• Exercise requirements
Convert the items, from the first line through the line containing "xmin=653 ymin=197 xmax=663 ymax=274" inclusive, into a Markdown table with the columns No. and Text, numbering each line and omitting blank lines.

[Stored items from a collection]
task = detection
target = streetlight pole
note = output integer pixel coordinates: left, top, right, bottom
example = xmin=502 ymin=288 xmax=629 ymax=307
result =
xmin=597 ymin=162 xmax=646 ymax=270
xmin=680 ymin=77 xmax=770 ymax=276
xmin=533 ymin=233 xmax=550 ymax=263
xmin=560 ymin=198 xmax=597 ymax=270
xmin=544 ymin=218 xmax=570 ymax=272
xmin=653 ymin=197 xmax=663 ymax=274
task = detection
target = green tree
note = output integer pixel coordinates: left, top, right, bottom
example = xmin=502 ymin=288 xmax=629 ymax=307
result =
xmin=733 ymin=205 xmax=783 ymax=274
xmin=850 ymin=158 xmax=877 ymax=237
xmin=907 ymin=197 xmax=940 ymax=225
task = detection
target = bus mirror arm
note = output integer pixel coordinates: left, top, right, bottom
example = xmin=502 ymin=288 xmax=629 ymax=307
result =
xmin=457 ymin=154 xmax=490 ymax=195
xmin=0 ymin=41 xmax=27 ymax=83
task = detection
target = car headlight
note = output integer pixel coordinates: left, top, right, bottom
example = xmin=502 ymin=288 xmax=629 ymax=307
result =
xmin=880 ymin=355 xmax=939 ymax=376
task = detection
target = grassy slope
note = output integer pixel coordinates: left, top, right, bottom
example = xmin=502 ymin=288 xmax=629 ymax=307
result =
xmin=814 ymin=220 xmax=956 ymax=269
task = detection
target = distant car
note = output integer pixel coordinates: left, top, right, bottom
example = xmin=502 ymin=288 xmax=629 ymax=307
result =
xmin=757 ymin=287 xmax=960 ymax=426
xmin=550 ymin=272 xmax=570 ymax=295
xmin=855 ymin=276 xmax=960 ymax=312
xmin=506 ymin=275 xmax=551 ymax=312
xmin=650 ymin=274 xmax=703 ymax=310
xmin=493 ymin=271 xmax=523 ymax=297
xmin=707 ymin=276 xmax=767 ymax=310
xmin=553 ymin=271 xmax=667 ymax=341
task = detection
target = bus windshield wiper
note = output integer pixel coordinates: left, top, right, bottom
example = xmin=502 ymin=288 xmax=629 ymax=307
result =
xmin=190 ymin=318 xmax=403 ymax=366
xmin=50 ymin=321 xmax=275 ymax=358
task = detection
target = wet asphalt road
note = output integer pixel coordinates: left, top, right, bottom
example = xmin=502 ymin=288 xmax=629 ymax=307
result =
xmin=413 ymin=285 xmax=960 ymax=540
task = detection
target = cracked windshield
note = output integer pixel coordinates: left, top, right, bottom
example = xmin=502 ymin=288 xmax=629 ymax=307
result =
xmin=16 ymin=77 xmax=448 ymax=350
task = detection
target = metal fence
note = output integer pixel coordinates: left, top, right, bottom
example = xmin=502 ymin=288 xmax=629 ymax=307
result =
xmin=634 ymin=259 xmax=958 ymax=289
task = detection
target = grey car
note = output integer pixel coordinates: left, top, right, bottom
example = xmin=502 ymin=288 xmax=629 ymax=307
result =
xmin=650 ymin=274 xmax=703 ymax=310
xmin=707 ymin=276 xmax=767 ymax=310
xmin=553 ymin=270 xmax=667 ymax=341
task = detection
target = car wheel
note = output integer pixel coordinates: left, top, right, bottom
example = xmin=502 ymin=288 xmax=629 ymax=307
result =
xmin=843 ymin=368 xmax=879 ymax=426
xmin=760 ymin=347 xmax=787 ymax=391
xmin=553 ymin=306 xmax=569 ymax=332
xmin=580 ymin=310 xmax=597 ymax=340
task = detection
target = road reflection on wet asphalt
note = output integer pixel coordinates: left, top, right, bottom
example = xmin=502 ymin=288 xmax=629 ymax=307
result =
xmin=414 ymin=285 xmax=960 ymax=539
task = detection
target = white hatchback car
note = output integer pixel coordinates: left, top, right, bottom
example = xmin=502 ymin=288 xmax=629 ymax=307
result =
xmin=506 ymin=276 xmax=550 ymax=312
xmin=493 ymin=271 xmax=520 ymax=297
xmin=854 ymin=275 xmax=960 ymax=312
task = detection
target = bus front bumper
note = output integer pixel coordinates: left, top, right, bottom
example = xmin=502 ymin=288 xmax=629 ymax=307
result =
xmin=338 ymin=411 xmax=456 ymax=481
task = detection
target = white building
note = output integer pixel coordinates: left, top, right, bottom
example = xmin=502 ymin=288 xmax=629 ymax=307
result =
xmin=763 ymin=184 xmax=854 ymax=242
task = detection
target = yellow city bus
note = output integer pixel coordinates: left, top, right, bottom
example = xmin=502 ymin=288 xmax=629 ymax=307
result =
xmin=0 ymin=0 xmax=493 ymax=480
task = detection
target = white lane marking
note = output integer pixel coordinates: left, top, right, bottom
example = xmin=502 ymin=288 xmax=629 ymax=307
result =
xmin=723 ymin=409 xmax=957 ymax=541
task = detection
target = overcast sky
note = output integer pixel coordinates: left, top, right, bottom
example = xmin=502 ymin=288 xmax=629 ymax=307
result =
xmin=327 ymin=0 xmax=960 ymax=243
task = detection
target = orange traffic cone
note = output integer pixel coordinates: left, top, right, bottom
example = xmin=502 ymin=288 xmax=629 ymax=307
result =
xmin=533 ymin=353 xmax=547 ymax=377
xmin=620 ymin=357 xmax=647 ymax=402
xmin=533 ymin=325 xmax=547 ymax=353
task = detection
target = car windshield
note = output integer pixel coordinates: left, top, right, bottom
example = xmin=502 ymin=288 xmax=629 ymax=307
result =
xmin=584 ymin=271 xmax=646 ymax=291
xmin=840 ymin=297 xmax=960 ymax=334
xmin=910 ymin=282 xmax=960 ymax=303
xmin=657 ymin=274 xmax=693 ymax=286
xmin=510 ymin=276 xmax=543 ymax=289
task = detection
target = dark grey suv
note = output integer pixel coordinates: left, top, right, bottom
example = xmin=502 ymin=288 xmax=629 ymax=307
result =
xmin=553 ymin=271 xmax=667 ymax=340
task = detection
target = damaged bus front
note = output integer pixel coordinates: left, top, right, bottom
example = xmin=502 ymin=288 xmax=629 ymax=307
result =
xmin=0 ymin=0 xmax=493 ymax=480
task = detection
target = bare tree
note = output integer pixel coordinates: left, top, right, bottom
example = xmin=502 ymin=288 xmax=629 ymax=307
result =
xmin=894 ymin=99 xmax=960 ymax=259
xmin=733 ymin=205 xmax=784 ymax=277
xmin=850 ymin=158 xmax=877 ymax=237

• Exercise response
| No. | Text |
|---|---|
| 1 | task = detection |
| 2 | target = streetlight pole |
| 3 | note = output integer pixel coordinates: left, top, right, bottom |
| 4 | example = xmin=502 ymin=288 xmax=629 ymax=307 |
| 5 | result = |
| 6 | xmin=597 ymin=162 xmax=646 ymax=270 |
| 7 | xmin=680 ymin=77 xmax=770 ymax=276 |
| 8 | xmin=533 ymin=233 xmax=550 ymax=263 |
| 9 | xmin=560 ymin=198 xmax=597 ymax=270 |
| 10 | xmin=544 ymin=218 xmax=570 ymax=272 |
| 11 | xmin=653 ymin=197 xmax=663 ymax=274 |